START Supplied data

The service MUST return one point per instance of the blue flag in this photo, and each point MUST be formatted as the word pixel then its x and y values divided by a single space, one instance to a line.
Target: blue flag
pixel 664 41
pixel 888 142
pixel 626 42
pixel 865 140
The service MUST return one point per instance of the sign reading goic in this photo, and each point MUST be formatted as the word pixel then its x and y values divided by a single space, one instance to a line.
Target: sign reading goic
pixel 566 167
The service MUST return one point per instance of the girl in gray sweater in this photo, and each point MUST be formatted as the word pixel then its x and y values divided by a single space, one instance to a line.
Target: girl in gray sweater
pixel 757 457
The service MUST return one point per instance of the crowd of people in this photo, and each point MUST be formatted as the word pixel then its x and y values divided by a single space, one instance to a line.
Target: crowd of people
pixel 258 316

END Supplied data

Render every line of the records above as a JSON list of strings, one string per line, omitting any blank lines.

_Result for this exercise_:
[
  "The service MUST return one point per instance of the blue flag in this photo, and each point MUST be formatted as the word pixel then its x and y values divided by a single space, one instance to a line.",
  "Target: blue flag",
  "pixel 664 41",
  "pixel 888 142",
  "pixel 626 42",
  "pixel 865 140",
  "The service MUST return one point per instance of the sign reading goic in this photo, and each point MUST be formatted as the word pixel then its x and y values divided by a single space, one instance to a line.",
  "Target: sign reading goic",
  "pixel 566 167",
  "The service MUST return one point per instance of the girl in gray sweater in this photo, and each point MUST be formatted as the word pixel then its x and y values divided by a single space, one instance to a line.",
  "Target: girl in gray sweater",
  "pixel 757 457",
  "The service MUST return one point per instance of the crowd of people in this photo, and each point MUST be formatted as the word pixel then its x and y values divided by a single space, one instance to a line.",
  "Target: crowd of people",
  "pixel 258 316"
]